Assigned task: Every entry must be duplicated word for word.

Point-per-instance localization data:
#####
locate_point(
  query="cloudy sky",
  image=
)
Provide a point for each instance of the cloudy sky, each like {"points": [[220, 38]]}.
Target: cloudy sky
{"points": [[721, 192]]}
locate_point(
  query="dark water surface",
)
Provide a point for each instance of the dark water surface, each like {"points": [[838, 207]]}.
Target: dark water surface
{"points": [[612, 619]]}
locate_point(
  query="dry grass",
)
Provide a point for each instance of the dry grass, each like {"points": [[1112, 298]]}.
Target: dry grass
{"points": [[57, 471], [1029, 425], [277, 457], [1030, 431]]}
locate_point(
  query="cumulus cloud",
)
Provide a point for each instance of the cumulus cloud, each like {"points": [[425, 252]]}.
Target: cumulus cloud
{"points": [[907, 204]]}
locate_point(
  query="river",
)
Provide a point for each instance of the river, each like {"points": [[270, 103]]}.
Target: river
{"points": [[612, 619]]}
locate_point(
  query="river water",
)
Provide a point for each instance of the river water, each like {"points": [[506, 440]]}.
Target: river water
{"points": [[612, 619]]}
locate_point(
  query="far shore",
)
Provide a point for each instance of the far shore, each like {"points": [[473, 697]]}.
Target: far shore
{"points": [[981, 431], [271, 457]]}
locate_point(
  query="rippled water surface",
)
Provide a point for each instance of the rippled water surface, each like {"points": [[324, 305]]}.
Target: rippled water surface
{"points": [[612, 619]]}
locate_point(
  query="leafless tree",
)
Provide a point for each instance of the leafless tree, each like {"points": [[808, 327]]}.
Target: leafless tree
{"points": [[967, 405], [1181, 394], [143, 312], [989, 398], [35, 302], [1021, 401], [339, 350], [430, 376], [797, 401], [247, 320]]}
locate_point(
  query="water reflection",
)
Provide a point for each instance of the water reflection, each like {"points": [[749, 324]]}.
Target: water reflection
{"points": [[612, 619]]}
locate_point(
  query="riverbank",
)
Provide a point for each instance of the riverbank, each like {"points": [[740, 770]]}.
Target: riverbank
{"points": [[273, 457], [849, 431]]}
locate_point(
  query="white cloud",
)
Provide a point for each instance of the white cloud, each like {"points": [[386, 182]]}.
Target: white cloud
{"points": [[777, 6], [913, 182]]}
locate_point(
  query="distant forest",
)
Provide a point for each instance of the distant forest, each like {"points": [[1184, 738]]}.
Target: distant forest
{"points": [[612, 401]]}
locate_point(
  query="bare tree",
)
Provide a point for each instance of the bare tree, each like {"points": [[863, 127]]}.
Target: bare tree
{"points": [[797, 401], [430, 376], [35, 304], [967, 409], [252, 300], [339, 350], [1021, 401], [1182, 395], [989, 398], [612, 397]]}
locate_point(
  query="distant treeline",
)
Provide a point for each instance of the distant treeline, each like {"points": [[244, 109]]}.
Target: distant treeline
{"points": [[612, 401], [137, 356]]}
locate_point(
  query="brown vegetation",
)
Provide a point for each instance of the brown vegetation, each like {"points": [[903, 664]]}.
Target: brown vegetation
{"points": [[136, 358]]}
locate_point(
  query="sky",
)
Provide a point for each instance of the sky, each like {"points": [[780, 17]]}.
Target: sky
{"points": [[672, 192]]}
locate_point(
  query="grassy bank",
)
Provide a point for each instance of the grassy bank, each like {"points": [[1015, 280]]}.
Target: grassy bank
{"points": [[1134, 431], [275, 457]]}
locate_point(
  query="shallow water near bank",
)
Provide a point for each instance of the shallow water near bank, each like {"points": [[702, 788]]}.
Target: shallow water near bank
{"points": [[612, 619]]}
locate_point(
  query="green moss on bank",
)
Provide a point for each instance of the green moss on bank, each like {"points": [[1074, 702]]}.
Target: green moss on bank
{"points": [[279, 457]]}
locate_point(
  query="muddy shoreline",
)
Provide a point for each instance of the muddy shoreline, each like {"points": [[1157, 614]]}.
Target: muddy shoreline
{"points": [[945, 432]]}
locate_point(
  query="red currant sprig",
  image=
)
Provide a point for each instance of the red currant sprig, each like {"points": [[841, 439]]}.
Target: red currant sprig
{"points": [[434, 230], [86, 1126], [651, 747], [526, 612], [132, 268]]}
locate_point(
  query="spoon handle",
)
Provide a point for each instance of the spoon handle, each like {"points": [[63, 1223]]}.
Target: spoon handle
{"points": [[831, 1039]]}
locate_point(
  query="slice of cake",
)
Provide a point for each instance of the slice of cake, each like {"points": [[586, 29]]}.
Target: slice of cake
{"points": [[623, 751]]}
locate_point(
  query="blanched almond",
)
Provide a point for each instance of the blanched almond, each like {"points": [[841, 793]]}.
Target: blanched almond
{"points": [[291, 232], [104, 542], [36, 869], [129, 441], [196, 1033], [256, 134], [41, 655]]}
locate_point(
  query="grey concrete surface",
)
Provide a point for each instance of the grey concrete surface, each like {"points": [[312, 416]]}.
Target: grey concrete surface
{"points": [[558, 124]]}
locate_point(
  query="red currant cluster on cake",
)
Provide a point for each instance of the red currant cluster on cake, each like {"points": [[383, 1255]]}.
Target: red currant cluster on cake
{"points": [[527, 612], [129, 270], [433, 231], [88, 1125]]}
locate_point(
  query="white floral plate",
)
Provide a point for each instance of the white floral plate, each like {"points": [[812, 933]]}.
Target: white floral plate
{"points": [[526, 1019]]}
#####
Solution for this exercise:
locate_point(
  query="cloudy sky",
  image=
)
Provide a point for each instance of the cloudy sky, each like {"points": [[220, 38]]}.
Target: cloudy sky
{"points": [[721, 192]]}
locate_point(
  query="dark water surface",
)
Provide a point for each instance of the dark water surface, each like {"points": [[838, 207]]}.
Target: dark water surface
{"points": [[612, 619]]}
locate_point(
  query="dry grass",
)
Provide a point for each instance of the dry grass, each like {"points": [[1112, 298]]}.
Target: dry grass
{"points": [[57, 471], [1029, 425], [277, 457], [1030, 431]]}
locate_point(
  query="cumulus cloud",
)
Provide a point for each instance of the cumulus cloud, each like {"points": [[425, 252]]}.
Target: cumulus cloud
{"points": [[907, 204]]}
locate_point(
  query="river",
)
Provide a point for each instance of the river, each like {"points": [[270, 103]]}.
Target: river
{"points": [[612, 619]]}
locate_point(
  query="river water",
)
Provide a point for each instance of the river water, each like {"points": [[506, 440]]}.
Target: river water
{"points": [[612, 619]]}
locate_point(
  query="far shore",
)
Provide a point for each instance of the far shore, each like {"points": [[473, 697]]}.
Target: far shore
{"points": [[981, 431], [271, 457]]}
locate_point(
  query="rippled water surface",
)
Provide a point for each instance of the rippled water surface, each like {"points": [[324, 305]]}.
Target: rippled water surface
{"points": [[612, 619]]}
locate_point(
  query="leafless tree",
)
Provide a point for each instance of the leafless tree, each like {"points": [[808, 327]]}.
Target: leafless tree
{"points": [[967, 405], [1181, 394], [143, 312], [989, 398], [35, 302], [1021, 401], [339, 350], [430, 376], [797, 401], [247, 320]]}
locate_point(
  query="water reflection",
)
Provide a point for each instance of the water reflection, each like {"points": [[749, 324]]}.
Target: water reflection
{"points": [[612, 619]]}
locate_point(
  query="riverbank",
)
Provide a point for each instance of the riverbank, each like {"points": [[740, 770]]}.
Target: riverbank
{"points": [[273, 457], [849, 431]]}
locate_point(
  query="white cloud",
)
Provide a point for each instance of the white cloud, each like {"points": [[386, 182]]}.
Target: white cloud
{"points": [[777, 6], [913, 182]]}
locate_point(
  query="distant forest",
)
Provide a point for each instance of the distant forest, each like {"points": [[1184, 738]]}.
Target: distant forest
{"points": [[612, 401]]}
locate_point(
  query="bare tree",
)
Provide a point for each instance of the bare tree, each like {"points": [[863, 127]]}.
Target: bare tree
{"points": [[797, 401], [430, 376], [35, 304], [967, 409], [252, 300], [339, 350], [1021, 401], [1182, 395], [989, 398], [612, 397]]}
locate_point(
  query="distant treeline",
)
Provide a point for each instance of the distant treeline, each like {"points": [[244, 109]]}.
Target: distant treeline
{"points": [[612, 401], [137, 356]]}
locate_point(
  query="brown vegetation",
)
Provide a point for each instance of the brown vegetation, each like {"points": [[903, 664]]}.
Target: brown vegetation
{"points": [[136, 358]]}
locate_point(
  query="sky",
)
Provide a point for each instance of the sky, each like {"points": [[780, 17]]}.
Target: sky
{"points": [[672, 192]]}
locate_point(
  query="grassy bank",
)
Provide a point for each instance of the grassy bank, each like {"points": [[1015, 280]]}.
Target: grassy bank
{"points": [[1134, 431], [275, 457]]}
locate_point(
  query="shallow water near bank",
)
Provide a point for each instance of the shallow water near bank, each like {"points": [[702, 788]]}.
Target: shallow water near bank
{"points": [[612, 619]]}
locate_point(
  query="green moss on bank",
)
Provide a point for each instance of the green moss on bank, each like {"points": [[1074, 702]]}.
Target: green moss on bank
{"points": [[279, 457]]}
locate_point(
  query="muddy shoreline",
)
Provide a point for each instance of the muddy shoreline, each like {"points": [[1157, 614]]}.
Target: muddy shoreline
{"points": [[945, 432]]}
locate_point(
  query="red currant sprig",
  image=
)
Provide a point for each instance of the red currant sprig, each like {"points": [[841, 439]]}.
Target: red currant sprig
{"points": [[434, 230], [86, 1126], [651, 747], [526, 612], [132, 268]]}
locate_point(
  query="spoon handle",
)
Provide a point for each instance of the spoon handle, each like {"points": [[63, 1223]]}.
Target: spoon handle
{"points": [[831, 1039]]}
locate_point(
  query="slice of cake",
)
Provide a point for each instance of the slice of cake, each like {"points": [[586, 29]]}.
Target: slice of cake
{"points": [[623, 751]]}
locate_point(
  query="blanched almond",
)
Provide a point for each instance of the blanched almond, each like {"points": [[841, 793]]}.
Target: blanched almond
{"points": [[291, 232], [104, 542], [36, 869], [129, 441], [196, 1033], [256, 134], [41, 655]]}
locate_point(
  query="grey concrete surface",
)
Provide a point for each instance of the grey concrete surface, each like {"points": [[312, 416]]}.
Target: grey concrete surface
{"points": [[558, 124]]}
locate_point(
  query="red currant cluster on cake",
)
Provide a point for each instance of the red currant cluster on cake, each like {"points": [[383, 1255]]}.
Target: red currant cluster on cake
{"points": [[527, 612], [129, 270], [433, 231], [88, 1125]]}
locate_point(
  query="white floral plate",
)
Provide a point for each instance of the white floral plate, each like {"points": [[812, 933]]}.
Target: white floral plate
{"points": [[526, 1019]]}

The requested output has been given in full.